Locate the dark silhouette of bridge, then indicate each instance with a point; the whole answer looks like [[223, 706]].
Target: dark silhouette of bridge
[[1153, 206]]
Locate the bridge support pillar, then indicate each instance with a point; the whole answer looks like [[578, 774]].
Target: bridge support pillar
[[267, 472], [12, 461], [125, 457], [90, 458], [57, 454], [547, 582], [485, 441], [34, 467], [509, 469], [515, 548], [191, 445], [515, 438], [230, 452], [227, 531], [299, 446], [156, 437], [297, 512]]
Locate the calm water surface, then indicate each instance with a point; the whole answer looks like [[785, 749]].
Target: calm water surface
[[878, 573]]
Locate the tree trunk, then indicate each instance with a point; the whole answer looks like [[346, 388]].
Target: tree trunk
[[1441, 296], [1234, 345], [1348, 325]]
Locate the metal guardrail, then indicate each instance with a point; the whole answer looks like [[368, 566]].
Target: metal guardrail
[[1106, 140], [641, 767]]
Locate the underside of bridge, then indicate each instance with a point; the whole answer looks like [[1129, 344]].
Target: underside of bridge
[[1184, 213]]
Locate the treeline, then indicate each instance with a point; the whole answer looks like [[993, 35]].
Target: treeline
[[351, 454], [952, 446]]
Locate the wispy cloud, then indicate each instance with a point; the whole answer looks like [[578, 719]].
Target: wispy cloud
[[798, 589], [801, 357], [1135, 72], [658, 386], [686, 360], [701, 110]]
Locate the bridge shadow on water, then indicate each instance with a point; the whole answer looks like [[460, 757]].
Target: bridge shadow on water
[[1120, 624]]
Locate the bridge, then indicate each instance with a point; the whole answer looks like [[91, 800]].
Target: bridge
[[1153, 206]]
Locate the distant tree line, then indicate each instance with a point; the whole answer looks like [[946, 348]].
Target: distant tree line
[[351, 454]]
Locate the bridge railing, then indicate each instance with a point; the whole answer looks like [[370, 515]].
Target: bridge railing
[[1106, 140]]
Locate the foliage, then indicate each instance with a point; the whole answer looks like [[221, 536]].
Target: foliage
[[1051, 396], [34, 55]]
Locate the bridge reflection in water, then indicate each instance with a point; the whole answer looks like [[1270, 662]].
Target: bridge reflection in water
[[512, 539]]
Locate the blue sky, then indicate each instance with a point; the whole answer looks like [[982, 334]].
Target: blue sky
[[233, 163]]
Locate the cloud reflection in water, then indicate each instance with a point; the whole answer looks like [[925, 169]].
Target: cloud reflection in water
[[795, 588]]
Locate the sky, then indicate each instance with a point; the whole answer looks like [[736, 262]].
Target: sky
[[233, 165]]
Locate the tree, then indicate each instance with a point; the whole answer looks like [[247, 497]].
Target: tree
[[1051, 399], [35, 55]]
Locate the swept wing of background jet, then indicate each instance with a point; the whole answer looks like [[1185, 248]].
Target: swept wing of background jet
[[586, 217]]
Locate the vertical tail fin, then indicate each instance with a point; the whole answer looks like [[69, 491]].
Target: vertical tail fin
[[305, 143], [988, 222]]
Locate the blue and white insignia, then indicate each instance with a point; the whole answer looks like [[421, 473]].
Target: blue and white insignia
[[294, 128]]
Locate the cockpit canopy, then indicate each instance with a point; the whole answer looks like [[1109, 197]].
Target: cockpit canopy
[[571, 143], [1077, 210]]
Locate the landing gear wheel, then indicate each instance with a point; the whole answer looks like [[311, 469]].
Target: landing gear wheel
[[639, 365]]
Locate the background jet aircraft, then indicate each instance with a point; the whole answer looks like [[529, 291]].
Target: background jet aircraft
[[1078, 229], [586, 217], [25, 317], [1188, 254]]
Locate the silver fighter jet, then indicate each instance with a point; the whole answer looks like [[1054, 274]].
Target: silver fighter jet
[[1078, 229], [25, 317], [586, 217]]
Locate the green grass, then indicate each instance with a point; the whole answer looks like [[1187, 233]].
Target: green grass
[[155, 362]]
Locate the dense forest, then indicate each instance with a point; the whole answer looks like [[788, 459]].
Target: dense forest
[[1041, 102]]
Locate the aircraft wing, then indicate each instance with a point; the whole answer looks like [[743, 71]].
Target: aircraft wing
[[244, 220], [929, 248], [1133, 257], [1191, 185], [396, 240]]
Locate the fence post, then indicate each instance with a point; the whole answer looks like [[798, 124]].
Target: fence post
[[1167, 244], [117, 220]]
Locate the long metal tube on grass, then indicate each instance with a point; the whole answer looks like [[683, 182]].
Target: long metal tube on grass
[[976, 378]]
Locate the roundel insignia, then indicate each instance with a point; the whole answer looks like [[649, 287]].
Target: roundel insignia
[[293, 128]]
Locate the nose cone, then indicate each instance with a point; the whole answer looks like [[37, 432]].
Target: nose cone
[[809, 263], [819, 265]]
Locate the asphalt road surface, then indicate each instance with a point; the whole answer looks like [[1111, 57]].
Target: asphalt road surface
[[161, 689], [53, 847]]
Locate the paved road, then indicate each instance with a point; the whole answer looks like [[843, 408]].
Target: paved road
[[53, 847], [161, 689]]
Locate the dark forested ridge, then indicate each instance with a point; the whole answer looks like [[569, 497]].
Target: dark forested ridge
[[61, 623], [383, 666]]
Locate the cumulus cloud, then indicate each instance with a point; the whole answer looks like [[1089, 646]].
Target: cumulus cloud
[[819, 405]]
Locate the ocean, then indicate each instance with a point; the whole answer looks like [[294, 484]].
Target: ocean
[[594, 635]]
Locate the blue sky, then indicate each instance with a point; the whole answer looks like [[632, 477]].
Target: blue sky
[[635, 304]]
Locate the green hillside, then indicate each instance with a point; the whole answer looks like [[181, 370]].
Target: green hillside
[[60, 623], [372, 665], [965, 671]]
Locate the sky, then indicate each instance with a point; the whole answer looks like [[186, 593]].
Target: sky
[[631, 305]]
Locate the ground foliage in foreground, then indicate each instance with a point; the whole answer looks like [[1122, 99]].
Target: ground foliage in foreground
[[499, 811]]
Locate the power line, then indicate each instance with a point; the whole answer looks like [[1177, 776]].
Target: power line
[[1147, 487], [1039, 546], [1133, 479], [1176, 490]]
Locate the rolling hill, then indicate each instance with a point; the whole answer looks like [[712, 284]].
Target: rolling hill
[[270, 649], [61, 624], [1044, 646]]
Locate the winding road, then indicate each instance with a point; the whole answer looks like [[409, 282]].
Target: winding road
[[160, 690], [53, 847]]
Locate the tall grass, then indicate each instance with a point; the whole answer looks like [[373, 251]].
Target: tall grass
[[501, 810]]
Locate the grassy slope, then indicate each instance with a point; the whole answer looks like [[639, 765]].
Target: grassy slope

******************************

» **Exercise**: While keeping every line the same, please copy out all the records.

» **Task result**:
Locate the dark silhouette of bridge, then indicate each instance with a point; the whole answer looks like [[223, 706]].
Target: dark silhouette of bridge
[[1153, 206]]
Locate the bridge support pillar, then indicate each instance with a point; the whole answer looks like [[578, 774]].
Target: bridge support pillar
[[267, 472], [12, 461], [125, 457], [90, 458], [57, 454], [547, 582], [485, 441], [34, 467], [509, 469], [515, 548], [191, 445], [515, 438], [230, 452], [227, 531], [299, 446], [156, 437], [297, 512]]
Locate the calm water surface, then indicate each instance with a point; the whole answer looks like [[785, 749]].
Target: calm water surface
[[878, 573]]
Locate the tree trunk, then indicate each instance with a point; the whole answer looks like [[346, 388]].
Target: tree trunk
[[1441, 296], [1234, 345], [1348, 325]]
Locate the metal guardrail, then indicate each instance with a point; the whole answer looks like [[368, 566]].
Target: metal guardrail
[[1106, 140], [641, 767]]
Locate the underside of bridge, then indicate each instance with a point; the whole answer looks like [[1129, 344]].
Target: underside of bridge
[[1184, 213]]
Locate the treeline, then indicate each instance with a point; the whole answer looks like [[993, 35]].
Target: treeline
[[351, 454], [952, 446]]
Locate the wispy cloud, then indicate each instance with a point; the whole answer looks like [[578, 719]].
Target: wispy cloud
[[798, 589], [801, 357], [1135, 72], [658, 386], [686, 360], [701, 110]]
Locate the bridge shadow on water, then indicate each instance with a point; the whole answer looks like [[460, 757]].
Target: bridge shadow on water
[[1120, 624]]
Locate the bridge, then indicate each instance with a point; the whole answer looks like [[91, 800]].
Target: bridge
[[1153, 206]]
Locate the distant tree line, then indicate each instance with a point; the whole answer looks like [[946, 348]].
Target: distant tree line
[[351, 454]]
Locate the bridge railing, then indicate each instance with a point; the whole answer looks like [[370, 515]].
Target: bridge railing
[[1106, 140]]
Locate the foliage, then indicate each instance with a point; the whole answer looks like [[221, 536]].
Target: foliage
[[1051, 396], [34, 55]]
Locate the bridge reflection in water, then indicate each instance with a point; the whole answer looks like [[1270, 662]].
Target: bridge reflection in water
[[512, 539]]
Locate the blue sky, then indicate each instance with a point; the whole answer looks like [[982, 334]].
Target: blue sky
[[233, 163]]
Locate the cloud reflection in water, then indicate each instance with a point; the whole answer looks like [[925, 169]].
Target: cloud reflection in water
[[795, 588]]
Locate the sky, then indicate each instance with a point; the whole answer looks like [[736, 262]].
Target: sky
[[233, 165]]
Locate the tree, then indicate each instance with a point; the whole answer looks like [[247, 497]].
Target: tree
[[1051, 399], [35, 55]]
Locate the swept wing of background jet, then indicate each instance with a point; the whole answer looks like [[1185, 248]].
Target: swept wing of background jet
[[586, 217]]
Locate the vertical tail fin, then indicate each instance with a point; the whole answer looks like [[69, 491]].
Target: vertical tail fin
[[305, 143], [988, 222]]
Locate the blue and white insignia, then indicate each instance with a point; the whole answer looks like [[421, 473]].
Target: blue and white insignia
[[294, 128]]
Locate the cockpit canopy, then indicate each instance with a point; the whole answer looks like [[1109, 197]].
Target: cockpit canopy
[[571, 143], [1077, 210]]
Locate the landing gear wheel, then indicate each instance with a point; the whole answer looks like [[311, 469]].
Target: landing gear wheel
[[639, 365]]
Locate the background jet aircraft, then indicate each instance with a point; the whole answer looks like [[529, 291]].
Target: background jet aircraft
[[1078, 229], [586, 217], [25, 317], [1188, 254]]
Locate the silver fighter jet, then indicate each instance with a point; the whole answer looks like [[1054, 274]].
Target: silver fighter jet
[[1078, 229], [25, 317], [586, 217]]
Locate the green grass, then indicate each instance with a point; the whole answer looks like [[1187, 233]].
Target: green grass
[[155, 362]]
Locate the dense forest, then indicate each instance with a point; the whole answer looks like [[788, 459]].
Target: dense forest
[[1041, 102]]
Locate the aircraft wing, then indicate each instance with a point; the whole answer looks like [[743, 71]].
Target: aircraft wing
[[244, 220], [929, 248], [1133, 257], [1191, 185], [396, 240]]
Locate the fence post, then indicate each instance with a point; the whole answer looks like [[798, 124]].
Target: fence post
[[1167, 244], [117, 220]]
Locate the long metal tube on grass, then indicate each instance with a point; the whole answer looks like [[683, 182]].
Target: long metal tube on grass
[[976, 378]]
Locate the roundel insignia, then indicate each instance with a point; the whole answer looks like [[649, 287]].
Target: roundel insignia
[[293, 128]]
Locate the nose cone, then indicate each instance with a point; the whole answer looks like [[37, 432]].
Target: nose cone
[[809, 263], [819, 265]]
Locate the asphalt road surface, then indicate each instance with a point; the whole answer looks like [[1111, 57]].
Target: asphalt road surface
[[161, 689], [53, 847]]
Locate the paved road, then indicate each instance with a point; the whole answer looks like [[843, 408]].
Target: paved road
[[53, 847], [161, 689]]
Locate the dark forested ridge, then indicate each instance with a point; the whole answer looks like [[569, 497]].
Target: dark forested ridge
[[61, 623], [383, 666]]
Locate the cumulus cloud, then indicate each instance with a point; the whole answer looks like [[1089, 646]].
Target: cumulus cloud
[[819, 405]]
Locate the ocean, then indicate each instance with a point; the whole answer looks like [[294, 484]].
Target: ocean
[[594, 635]]
Locate the blue sky, then indicate each instance with a point; the whole answer looks like [[632, 477]].
Target: blue sky
[[635, 304]]
Locate the green hillside, then indicate each instance with a point; the whole answer looks like [[181, 370]].
Target: green hillside
[[60, 623], [372, 665], [965, 671]]
Locate the sky, then indicate each instance with a point; the whole answer looks like [[186, 593]].
Target: sky
[[631, 305]]
Locate the ground foliage in foreground, then indicate each instance with a point; the whole answer looks like [[1122, 99]].
Target: ground foliage in foreground
[[499, 811]]
Locate the power line, then indicate each instance with a point; the whole answer looks like [[1177, 776]].
Target: power line
[[1147, 487], [1039, 546], [1133, 479], [1176, 490]]
Locate the rolling hill, then indicate each instance with a point; the whole answer looks like [[712, 284]].
Target: rolling hill
[[270, 649], [61, 624], [1044, 646]]
Locate the winding road, then indicate each instance with a point; the whole answer looks like [[409, 282]].
Target: winding road
[[160, 690], [53, 847]]
Locate the tall grass, then indicate each instance with a point; the whole answer looks like [[373, 251]].
Target: tall grass
[[501, 810]]
Locate the grassy slope, then indicate each instance with a point; the whole answer looks like [[639, 765]].
Target: grassy slope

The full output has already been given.